SOURCE EXTRACT:
····················
So, with that in mind I'd really like to know what happened to the two Hyperion class ships that jumped in with the EA starships Agrippa and Roanoake in Severed Dreams. I never noticed until my brother pointed it out to me. All the other action was so frenetic I just missed it...
 
The effectual disappearance of the two Hyperion ships is something that minorly annoys me too. I can understand not having the money to keep up CGI production to include them in the battle since that episode was such a large CGI-fest, but in that case, the two Hyperion ships should have just been left out completely.

I guess we are forced by circumstance to assume the Hyperion ships are taken out off screen. I still would have preferred to have seen it though.
 
Here's JMS's response on the subject in a reply about Starfuries:

A lot more ships came in with the Roanoke and the Agrippa, support ships and others. Probably more breaching pods. They took out those. They're also used to keep the enemy starfuries from disabling the defense grid on the station, leaving B5 free to use its weapons on the larger target/worse threat.

They're often used to soften up the enemy. A number of small support ships, including a Hyperion class ship came through as part of the "carrier group" that went after the station. It was up to the starfuries to take care of those ships while B5 and the other destroyers took out the biggest threats.

So, according to JMS, those "missing ships" were taken out off-camera.
 
It still would have been nice to have heard a quick like from Corwin or someone saying the Hyperion ships were disabled/destroyed even if they couldn't show us.
 
No time for that. "Severed Dreams" was filled up to the time limit. Originally, JMS wanted a little more resistance from the Earthforce second wave attack fleet (or at least a dramatic pause), but had to trim that scene short to the point that when Delenn tells them to withdraw, they literally spin around and run for the jumpgate.
····················
INPUT RECORDS:

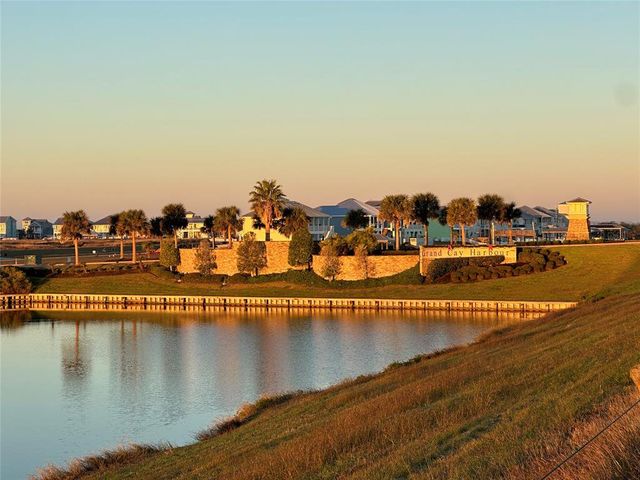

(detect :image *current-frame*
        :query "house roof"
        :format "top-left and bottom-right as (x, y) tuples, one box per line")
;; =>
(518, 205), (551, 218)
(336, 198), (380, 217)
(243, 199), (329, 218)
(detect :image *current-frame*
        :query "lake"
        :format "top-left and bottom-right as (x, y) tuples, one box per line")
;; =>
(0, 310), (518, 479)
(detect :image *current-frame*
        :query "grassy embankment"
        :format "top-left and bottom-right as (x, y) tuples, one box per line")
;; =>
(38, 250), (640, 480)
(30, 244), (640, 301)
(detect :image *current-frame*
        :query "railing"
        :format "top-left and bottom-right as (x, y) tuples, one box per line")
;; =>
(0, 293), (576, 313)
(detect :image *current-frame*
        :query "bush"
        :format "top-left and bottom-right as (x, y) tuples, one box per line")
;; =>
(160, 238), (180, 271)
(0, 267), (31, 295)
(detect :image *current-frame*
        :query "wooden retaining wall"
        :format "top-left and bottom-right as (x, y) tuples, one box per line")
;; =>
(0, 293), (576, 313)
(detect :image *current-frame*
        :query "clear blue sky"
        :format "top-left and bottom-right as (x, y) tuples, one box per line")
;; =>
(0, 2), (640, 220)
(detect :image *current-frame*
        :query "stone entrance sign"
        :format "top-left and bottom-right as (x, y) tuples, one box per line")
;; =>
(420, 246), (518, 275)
····················
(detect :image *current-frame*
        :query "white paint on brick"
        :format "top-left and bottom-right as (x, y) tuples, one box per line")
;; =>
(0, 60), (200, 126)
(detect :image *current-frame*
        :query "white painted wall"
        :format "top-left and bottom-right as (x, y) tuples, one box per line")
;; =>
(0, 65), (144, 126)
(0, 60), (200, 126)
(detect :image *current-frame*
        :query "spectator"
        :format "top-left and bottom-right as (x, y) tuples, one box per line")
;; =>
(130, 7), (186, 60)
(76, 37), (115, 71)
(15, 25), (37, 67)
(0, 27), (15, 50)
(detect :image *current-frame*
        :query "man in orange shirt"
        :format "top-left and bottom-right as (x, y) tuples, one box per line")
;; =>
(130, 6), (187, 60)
····················
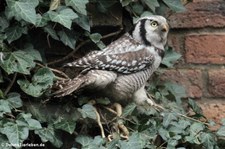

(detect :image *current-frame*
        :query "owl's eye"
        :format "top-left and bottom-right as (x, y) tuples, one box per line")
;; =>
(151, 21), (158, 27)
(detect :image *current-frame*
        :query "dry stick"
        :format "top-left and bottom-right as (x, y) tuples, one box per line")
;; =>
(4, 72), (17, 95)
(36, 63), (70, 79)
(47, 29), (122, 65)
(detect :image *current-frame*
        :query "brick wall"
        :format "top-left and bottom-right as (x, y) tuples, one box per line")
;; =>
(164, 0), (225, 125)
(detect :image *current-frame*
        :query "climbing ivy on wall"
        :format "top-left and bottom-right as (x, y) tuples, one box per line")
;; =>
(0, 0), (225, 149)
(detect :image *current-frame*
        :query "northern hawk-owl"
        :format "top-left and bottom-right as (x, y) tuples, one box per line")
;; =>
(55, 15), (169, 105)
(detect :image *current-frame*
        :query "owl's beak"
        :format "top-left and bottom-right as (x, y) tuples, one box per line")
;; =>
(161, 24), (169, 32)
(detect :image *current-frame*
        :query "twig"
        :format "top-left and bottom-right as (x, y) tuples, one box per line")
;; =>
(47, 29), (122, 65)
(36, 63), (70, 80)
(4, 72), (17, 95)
····················
OBJECTIVES:
a: Pick out every line of the rows that contains the string "brick", matching case exactly.
b: Extend the forum discussion about the missing Hyperion ships in "Severed Dreams," picking up after its last sentence.
The rows are unrelated to the forum discussion.

RESPONSE LIST:
a:
        :query "white paint on brick"
        :query "brick wall"

b:
More from JMS:
Bear in mind that if we had gone over to the other captains and what was going on in the other ships, to make room for those scenes we would've had to cut anywhere from 3-5 minutes of the other stuff. You can't just add to the show's time; if that goes in, something else has to come out. So you'd probably have to cut the scene between Sheridan and his father since that was the only stand-alone set piece. Any time you write something, you must decide "who is it about?" This episode was about *our characters*, the ones we've come to care about, and how they deal with this. To take away from that and spend time with people we've never seen before, and won't see again, would be to cheat our characters of the time on screen needed to pay off all the things we've set up over the years. Would it have been an interesting aside to show the other captains? Sure. In a movie, with an open-ended running time, I probably would have. But there's nothing I would want to cut out of the episode as it now stands to make room for it.

Why no scenes from the opposition's point of view?

We haven't seen those scenes because we don't know anyone there really, and in an hour show you only have so much time, and within our budget we only can do so much. Every speaking role you add costs thousands of dollars. Every set costs thousands of dollars. We're doing the absolute best we can with a budget roughly 1/2 of any of the ST episodes. If it isn't *absolutely necessary* to the scene, it isn't in. Yeah, seeing some folks in EA talking back and forth about well, maybe this isn't a good idea, maybe it is, well, let's get back to work...it'd be an interesting aside, but in addition to slowing down the pace of the episode, and this one had to move like a house afire, it's just not something I felt we could or should do.

What about the disappearing destroyer?

That would've been killed off-camera. We tried to fit in every ship getting nailed, but finally realized it would've required another half an act.
 
It would have taken no more than three seconds for Lt. Corwin to say to Sheridan, "The Hyperion-class support vessels have been taken down." There was totally room for one or two lines of that nature to have been slipped in there.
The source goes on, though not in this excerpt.